• YOUR INSTRUCTIONS: No pictures belong in the result; set down exactly the lines from the one containing "[pin] teeth -- one per line" through the final line of the listing, and nothing more.

• SUPPLIED MATERIAL:
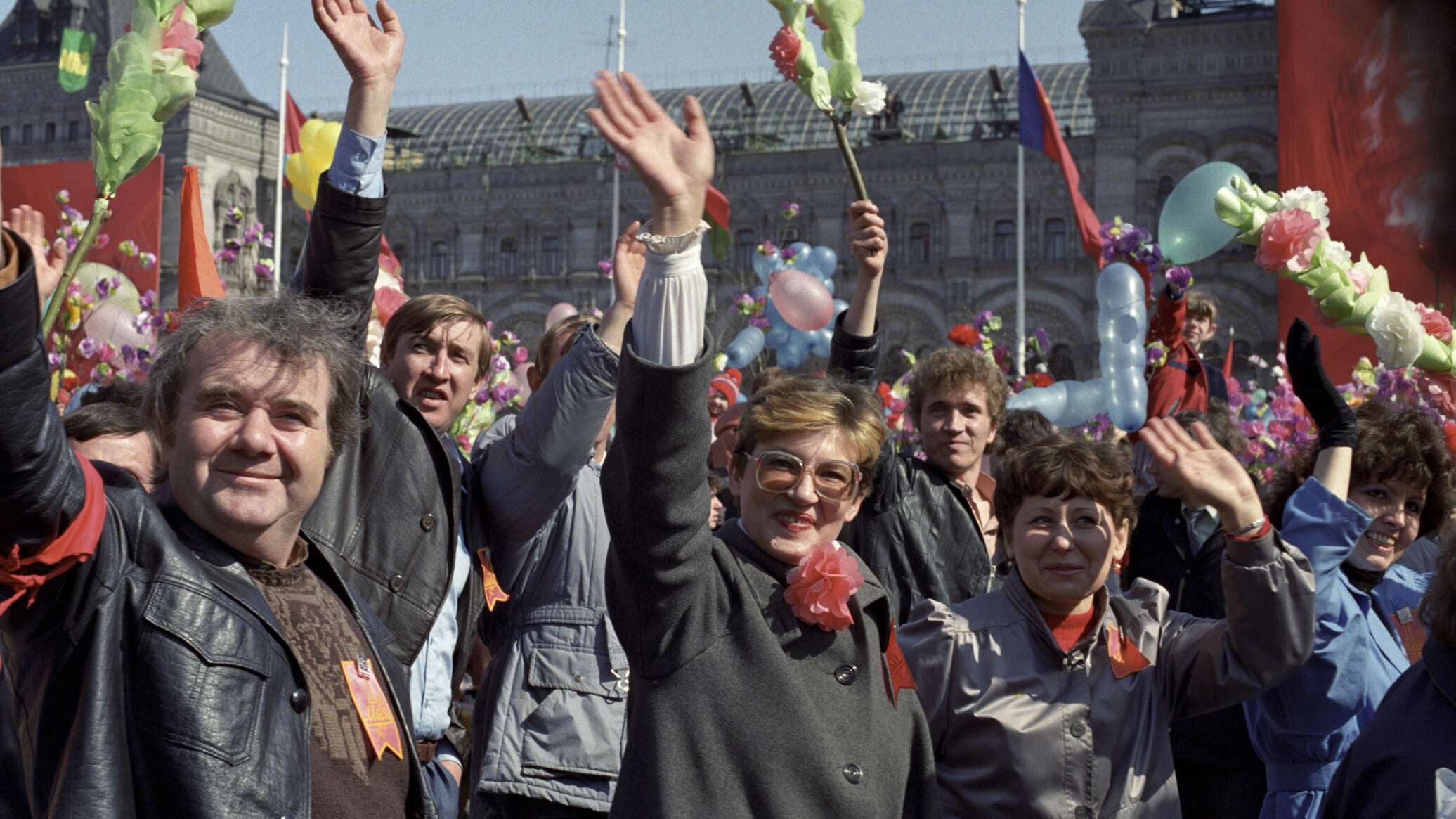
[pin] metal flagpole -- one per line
(283, 131)
(1021, 214)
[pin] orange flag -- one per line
(197, 271)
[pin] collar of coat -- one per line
(766, 577)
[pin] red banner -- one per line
(1354, 120)
(136, 212)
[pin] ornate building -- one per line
(225, 131)
(509, 203)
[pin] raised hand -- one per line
(370, 53)
(50, 255)
(868, 238)
(1200, 472)
(628, 262)
(676, 167)
(1306, 375)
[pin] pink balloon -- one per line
(559, 311)
(115, 324)
(801, 299)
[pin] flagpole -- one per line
(283, 130)
(1021, 214)
(616, 169)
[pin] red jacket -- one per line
(1183, 382)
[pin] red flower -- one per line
(964, 335)
(821, 585)
(183, 34)
(785, 53)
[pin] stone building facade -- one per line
(228, 133)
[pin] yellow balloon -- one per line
(304, 180)
(318, 150)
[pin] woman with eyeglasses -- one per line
(765, 673)
(1048, 697)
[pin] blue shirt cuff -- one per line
(358, 164)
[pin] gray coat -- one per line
(737, 707)
(551, 713)
(1025, 729)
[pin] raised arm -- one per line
(341, 257)
(1268, 588)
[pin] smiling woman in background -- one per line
(1048, 697)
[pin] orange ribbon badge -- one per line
(493, 588)
(373, 707)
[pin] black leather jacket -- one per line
(915, 529)
(152, 680)
(391, 502)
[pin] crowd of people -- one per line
(264, 582)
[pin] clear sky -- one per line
(474, 50)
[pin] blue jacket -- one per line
(1304, 726)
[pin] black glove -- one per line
(1306, 375)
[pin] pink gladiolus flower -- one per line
(1287, 241)
(785, 53)
(821, 585)
(1436, 324)
(183, 34)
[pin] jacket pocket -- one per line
(577, 725)
(201, 675)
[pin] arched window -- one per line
(1003, 241)
(507, 267)
(552, 262)
(440, 260)
(921, 243)
(1165, 186)
(744, 244)
(1055, 240)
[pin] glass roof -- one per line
(938, 107)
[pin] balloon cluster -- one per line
(1122, 392)
(316, 143)
(800, 308)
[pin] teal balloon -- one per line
(1190, 228)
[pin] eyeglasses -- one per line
(779, 472)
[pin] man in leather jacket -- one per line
(190, 653)
(392, 513)
(928, 528)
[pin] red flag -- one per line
(197, 271)
(1039, 130)
(293, 122)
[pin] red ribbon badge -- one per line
(897, 671)
(493, 588)
(373, 709)
(1124, 654)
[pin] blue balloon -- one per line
(1122, 392)
(744, 347)
(823, 262)
(1188, 228)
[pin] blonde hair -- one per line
(422, 314)
(798, 404)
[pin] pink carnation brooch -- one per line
(821, 585)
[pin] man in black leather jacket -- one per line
(188, 653)
(392, 515)
(925, 525)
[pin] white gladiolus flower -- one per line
(870, 98)
(1397, 331)
(1309, 202)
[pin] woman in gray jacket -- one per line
(1053, 698)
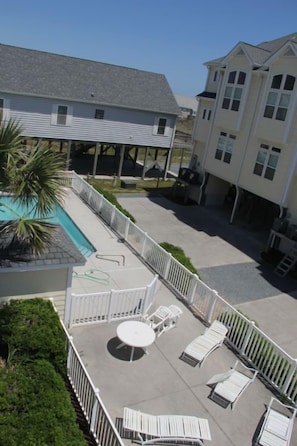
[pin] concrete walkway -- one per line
(228, 258)
(159, 382)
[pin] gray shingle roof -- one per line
(258, 54)
(61, 251)
(38, 73)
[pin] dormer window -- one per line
(279, 97)
(233, 90)
(99, 114)
(161, 126)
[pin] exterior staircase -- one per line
(287, 262)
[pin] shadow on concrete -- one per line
(109, 165)
(123, 353)
(239, 282)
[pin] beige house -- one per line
(245, 134)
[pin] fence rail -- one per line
(111, 305)
(100, 424)
(277, 367)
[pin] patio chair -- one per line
(277, 426)
(202, 346)
(156, 429)
(229, 386)
(163, 319)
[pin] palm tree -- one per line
(30, 175)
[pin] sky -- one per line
(172, 37)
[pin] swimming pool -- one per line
(59, 216)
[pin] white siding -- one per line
(119, 126)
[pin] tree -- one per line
(31, 176)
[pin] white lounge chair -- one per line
(163, 319)
(202, 346)
(276, 429)
(229, 386)
(156, 429)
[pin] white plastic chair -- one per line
(277, 427)
(201, 347)
(164, 318)
(229, 386)
(156, 429)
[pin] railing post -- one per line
(247, 338)
(69, 356)
(192, 289)
(211, 306)
(110, 305)
(127, 227)
(94, 410)
(112, 216)
(90, 191)
(290, 376)
(143, 244)
(167, 266)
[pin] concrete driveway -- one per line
(228, 258)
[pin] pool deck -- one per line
(159, 382)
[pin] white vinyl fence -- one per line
(100, 424)
(277, 367)
(111, 305)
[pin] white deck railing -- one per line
(100, 424)
(276, 366)
(111, 305)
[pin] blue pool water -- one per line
(59, 216)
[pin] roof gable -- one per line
(38, 73)
(255, 56)
(288, 49)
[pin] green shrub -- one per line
(30, 329)
(112, 199)
(36, 408)
(179, 255)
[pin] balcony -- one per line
(160, 382)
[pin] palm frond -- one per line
(37, 180)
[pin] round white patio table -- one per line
(135, 334)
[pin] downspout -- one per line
(169, 155)
(292, 170)
(208, 138)
(238, 189)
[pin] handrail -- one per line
(277, 367)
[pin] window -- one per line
(62, 115)
(206, 114)
(99, 114)
(161, 126)
(1, 108)
(278, 99)
(266, 162)
(233, 92)
(225, 147)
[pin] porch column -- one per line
(67, 310)
(167, 163)
(122, 153)
(96, 158)
(144, 162)
(135, 156)
(68, 154)
(236, 203)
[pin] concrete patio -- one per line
(159, 382)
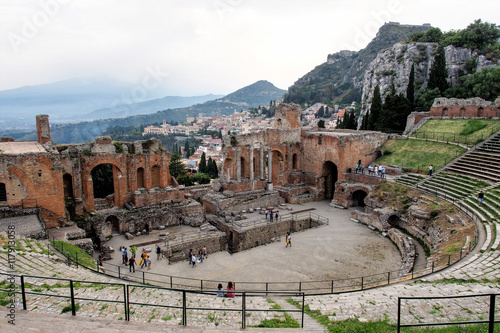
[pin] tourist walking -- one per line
(220, 290)
(229, 289)
(480, 197)
(158, 252)
(131, 264)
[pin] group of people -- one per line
(202, 254)
(131, 261)
(272, 215)
(373, 169)
(229, 292)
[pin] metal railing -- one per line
(491, 316)
(131, 295)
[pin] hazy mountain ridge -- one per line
(259, 93)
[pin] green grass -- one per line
(469, 131)
(413, 153)
(72, 250)
(279, 322)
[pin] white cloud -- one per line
(212, 46)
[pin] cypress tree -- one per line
(203, 163)
(438, 73)
(410, 90)
(375, 109)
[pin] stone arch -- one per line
(394, 221)
(68, 185)
(243, 167)
(140, 178)
(480, 112)
(278, 164)
(3, 192)
(358, 198)
(155, 176)
(329, 173)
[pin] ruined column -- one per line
(251, 163)
(238, 165)
(269, 169)
(261, 162)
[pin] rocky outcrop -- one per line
(392, 66)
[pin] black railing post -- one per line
(491, 323)
(243, 311)
(399, 315)
(184, 310)
(125, 302)
(303, 309)
(23, 293)
(72, 292)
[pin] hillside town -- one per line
(245, 122)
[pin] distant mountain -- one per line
(340, 79)
(167, 102)
(259, 93)
(84, 99)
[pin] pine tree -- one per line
(438, 72)
(203, 163)
(375, 110)
(176, 166)
(410, 90)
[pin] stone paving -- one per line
(477, 274)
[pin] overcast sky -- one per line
(197, 47)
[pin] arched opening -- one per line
(155, 176)
(3, 192)
(68, 186)
(243, 168)
(480, 112)
(102, 179)
(115, 223)
(358, 198)
(394, 221)
(277, 167)
(329, 174)
(140, 178)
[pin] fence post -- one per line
(399, 315)
(184, 311)
(125, 302)
(23, 293)
(243, 311)
(492, 314)
(72, 292)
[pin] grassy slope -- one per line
(418, 153)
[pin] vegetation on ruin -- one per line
(418, 154)
(75, 252)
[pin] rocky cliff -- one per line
(341, 77)
(393, 66)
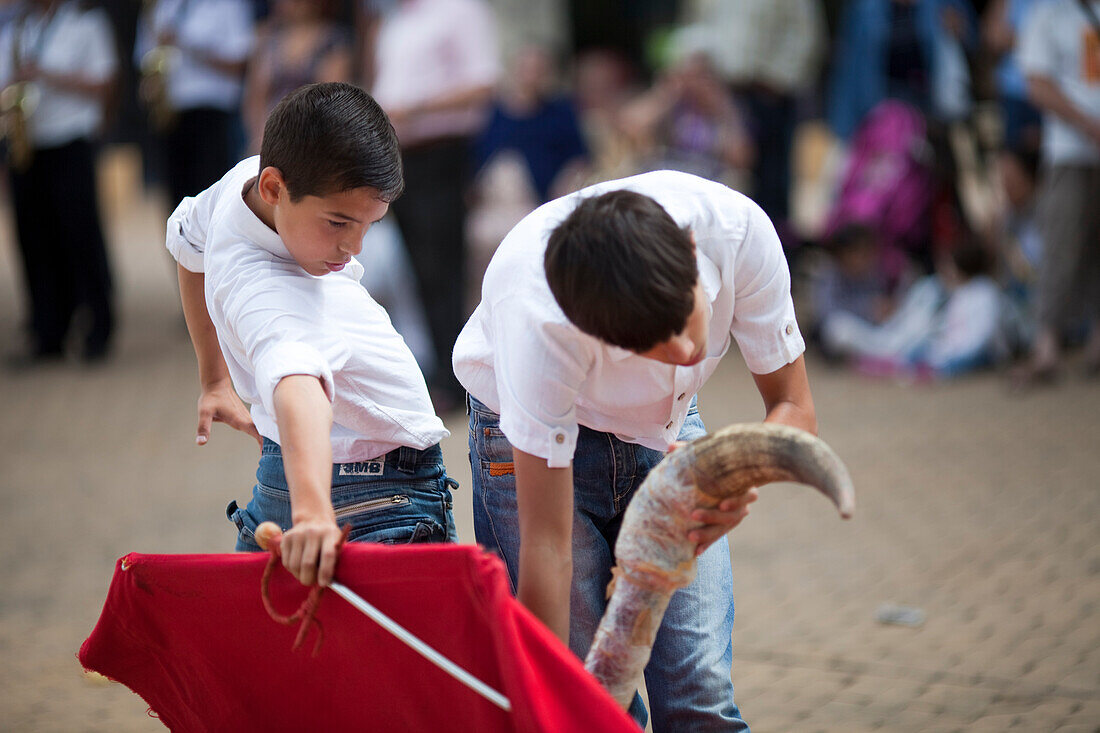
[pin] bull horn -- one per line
(653, 556)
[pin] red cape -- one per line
(189, 634)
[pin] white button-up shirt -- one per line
(222, 29)
(70, 42)
(274, 319)
(430, 48)
(525, 360)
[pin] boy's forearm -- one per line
(305, 422)
(787, 396)
(546, 529)
(211, 363)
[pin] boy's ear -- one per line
(271, 186)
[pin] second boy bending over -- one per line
(602, 315)
(274, 305)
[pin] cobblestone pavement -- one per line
(978, 509)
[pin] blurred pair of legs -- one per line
(1069, 271)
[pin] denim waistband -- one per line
(405, 458)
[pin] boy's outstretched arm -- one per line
(787, 397)
(218, 401)
(545, 496)
(305, 420)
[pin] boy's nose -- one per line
(352, 247)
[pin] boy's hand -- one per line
(717, 522)
(219, 403)
(309, 550)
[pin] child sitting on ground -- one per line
(276, 313)
(948, 324)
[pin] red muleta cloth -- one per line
(189, 634)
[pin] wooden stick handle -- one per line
(268, 536)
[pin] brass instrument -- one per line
(155, 66)
(18, 102)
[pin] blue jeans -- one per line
(403, 496)
(688, 675)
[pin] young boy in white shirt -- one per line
(602, 315)
(276, 313)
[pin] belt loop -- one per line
(407, 459)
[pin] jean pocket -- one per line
(424, 531)
(245, 528)
(491, 446)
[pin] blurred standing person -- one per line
(1000, 29)
(689, 121)
(530, 151)
(1059, 53)
(194, 55)
(61, 56)
(532, 118)
(436, 64)
(300, 43)
(895, 50)
(769, 52)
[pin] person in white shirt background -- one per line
(277, 315)
(207, 44)
(433, 65)
(64, 56)
(602, 315)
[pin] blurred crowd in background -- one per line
(932, 166)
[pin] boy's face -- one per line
(689, 347)
(322, 233)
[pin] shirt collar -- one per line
(257, 232)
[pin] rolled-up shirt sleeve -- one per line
(186, 234)
(287, 358)
(281, 336)
(763, 321)
(539, 374)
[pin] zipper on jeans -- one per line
(373, 505)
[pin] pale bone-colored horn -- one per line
(653, 554)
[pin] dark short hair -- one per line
(332, 137)
(623, 270)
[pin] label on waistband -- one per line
(362, 468)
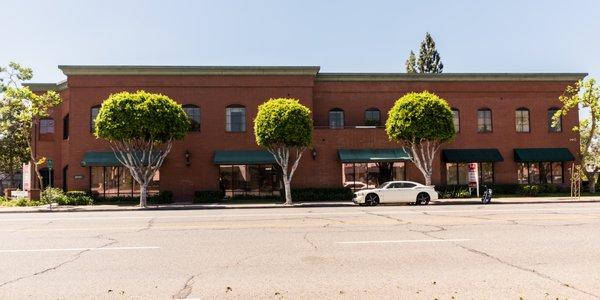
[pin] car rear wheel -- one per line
(423, 199)
(372, 200)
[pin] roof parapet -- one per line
(189, 70)
(450, 77)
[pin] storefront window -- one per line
(458, 173)
(544, 172)
(257, 180)
(370, 175)
(117, 181)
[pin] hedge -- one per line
(303, 195)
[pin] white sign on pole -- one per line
(26, 177)
(473, 176)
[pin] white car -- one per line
(396, 191)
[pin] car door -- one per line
(409, 192)
(389, 194)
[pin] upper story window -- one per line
(336, 118)
(558, 127)
(522, 119)
(235, 116)
(372, 117)
(484, 120)
(456, 119)
(193, 113)
(47, 126)
(93, 114)
(66, 127)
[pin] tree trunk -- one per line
(144, 195)
(288, 192)
(591, 176)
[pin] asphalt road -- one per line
(533, 251)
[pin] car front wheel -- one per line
(372, 199)
(423, 199)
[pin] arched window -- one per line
(46, 126)
(193, 113)
(66, 127)
(558, 127)
(456, 119)
(336, 118)
(372, 117)
(235, 118)
(93, 114)
(484, 120)
(522, 119)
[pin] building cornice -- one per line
(44, 87)
(450, 77)
(190, 70)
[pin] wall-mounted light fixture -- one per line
(187, 158)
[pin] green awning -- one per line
(104, 158)
(543, 154)
(471, 155)
(372, 155)
(243, 157)
(92, 159)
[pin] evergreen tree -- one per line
(429, 59)
(411, 63)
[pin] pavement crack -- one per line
(186, 290)
(400, 221)
(529, 270)
(59, 265)
(309, 241)
(148, 225)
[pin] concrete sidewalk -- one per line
(183, 206)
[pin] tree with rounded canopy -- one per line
(422, 122)
(284, 126)
(140, 128)
(585, 94)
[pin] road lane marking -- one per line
(308, 214)
(77, 249)
(403, 241)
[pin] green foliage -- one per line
(305, 195)
(20, 110)
(164, 197)
(322, 194)
(56, 195)
(411, 63)
(283, 122)
(141, 116)
(53, 195)
(585, 95)
(429, 60)
(529, 190)
(420, 116)
(78, 198)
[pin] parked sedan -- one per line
(396, 191)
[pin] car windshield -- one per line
(384, 184)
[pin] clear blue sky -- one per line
(339, 36)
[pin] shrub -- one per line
(322, 194)
(78, 198)
(208, 196)
(164, 197)
(529, 190)
(53, 195)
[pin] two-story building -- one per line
(503, 122)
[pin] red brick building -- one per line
(502, 122)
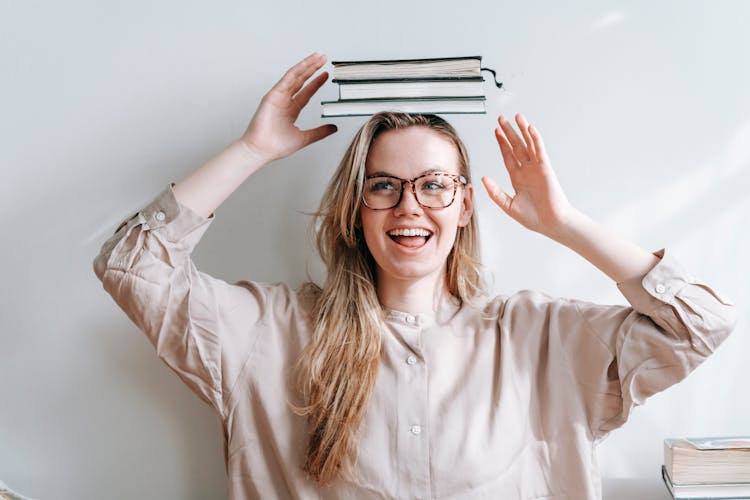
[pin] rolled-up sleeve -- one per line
(622, 355)
(191, 318)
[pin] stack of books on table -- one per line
(439, 85)
(707, 467)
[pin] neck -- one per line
(419, 295)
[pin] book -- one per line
(708, 460)
(364, 107)
(408, 68)
(410, 87)
(681, 491)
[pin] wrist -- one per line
(252, 158)
(569, 228)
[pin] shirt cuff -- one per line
(165, 211)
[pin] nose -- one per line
(408, 203)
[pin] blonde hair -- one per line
(338, 368)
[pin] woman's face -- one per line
(408, 153)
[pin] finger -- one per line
(519, 148)
(498, 195)
(298, 74)
(316, 134)
(304, 95)
(511, 162)
(523, 125)
(541, 151)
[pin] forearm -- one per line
(614, 256)
(207, 187)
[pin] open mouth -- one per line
(410, 237)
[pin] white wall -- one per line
(644, 107)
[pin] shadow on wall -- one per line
(183, 426)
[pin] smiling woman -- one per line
(399, 377)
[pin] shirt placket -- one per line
(413, 427)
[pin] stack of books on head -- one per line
(444, 85)
(707, 467)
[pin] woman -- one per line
(399, 378)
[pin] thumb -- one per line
(497, 194)
(316, 134)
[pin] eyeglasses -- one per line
(431, 190)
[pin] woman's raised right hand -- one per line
(272, 134)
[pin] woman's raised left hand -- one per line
(539, 202)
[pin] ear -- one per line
(467, 206)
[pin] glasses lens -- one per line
(382, 192)
(435, 190)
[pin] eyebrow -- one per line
(383, 173)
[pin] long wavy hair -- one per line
(338, 368)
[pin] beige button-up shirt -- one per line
(505, 399)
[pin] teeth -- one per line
(409, 232)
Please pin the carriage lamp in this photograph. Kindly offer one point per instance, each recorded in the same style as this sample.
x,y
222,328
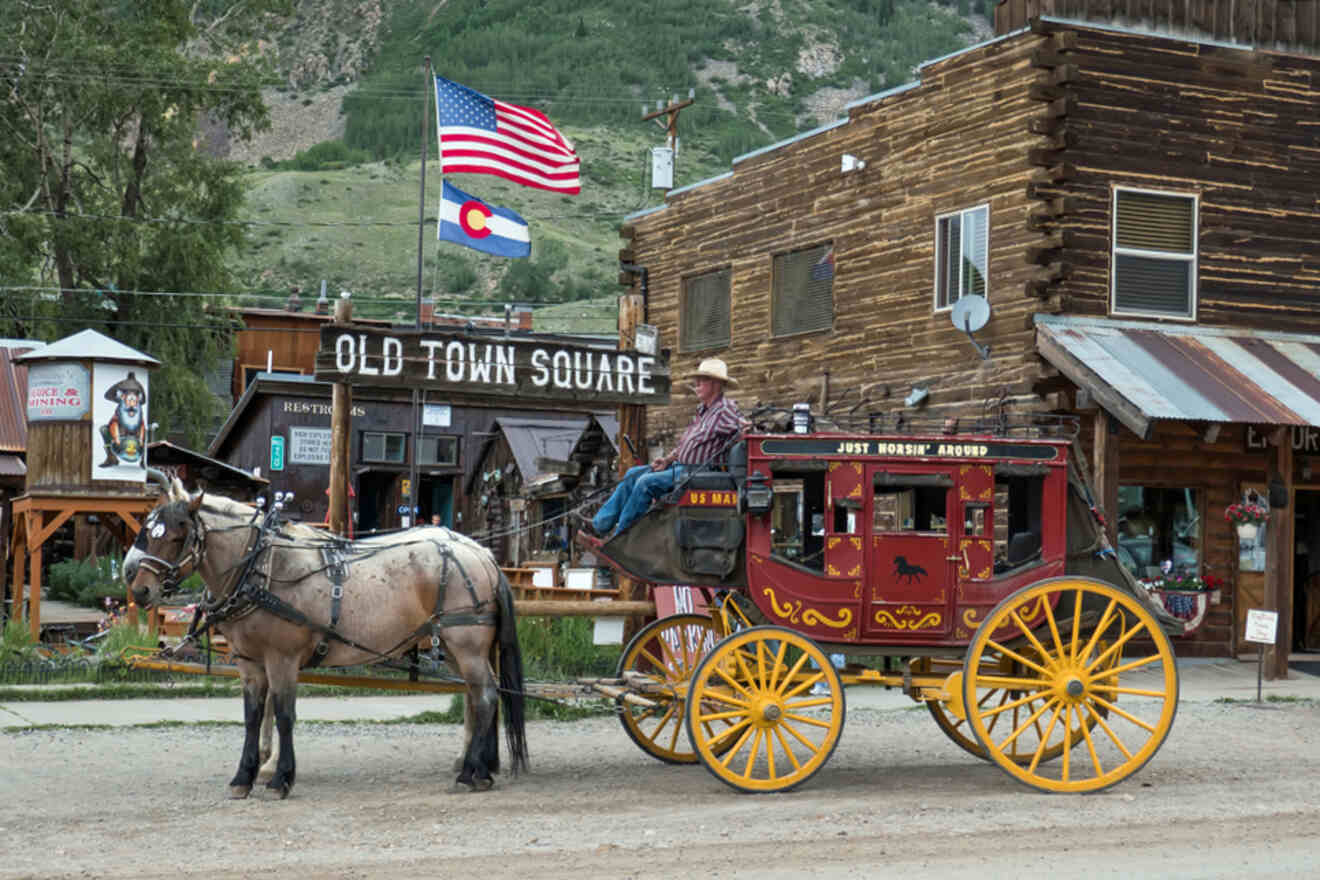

• ANSWER BOX:
[pin] teeth -- one per line
(409, 232)
Please pin the carriage lamp in this photograph. Kindly offer one point per instance, each recorded in the same style as this sample.
x,y
222,328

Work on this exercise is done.